EXERCISE PROMPT:
Start at the top and transcribe every record through the final line exactly.

SUPPLIED RECORDS:
===============

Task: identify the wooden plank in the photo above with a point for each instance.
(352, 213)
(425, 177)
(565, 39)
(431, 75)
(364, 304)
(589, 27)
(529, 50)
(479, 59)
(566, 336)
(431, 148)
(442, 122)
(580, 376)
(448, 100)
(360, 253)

===============

TASK RESPONSE:
Task: identify the wooden plank in the photo above with a point for each instance.
(352, 213)
(425, 177)
(565, 39)
(431, 75)
(364, 304)
(589, 27)
(529, 50)
(479, 59)
(566, 336)
(431, 148)
(442, 122)
(580, 376)
(448, 100)
(360, 253)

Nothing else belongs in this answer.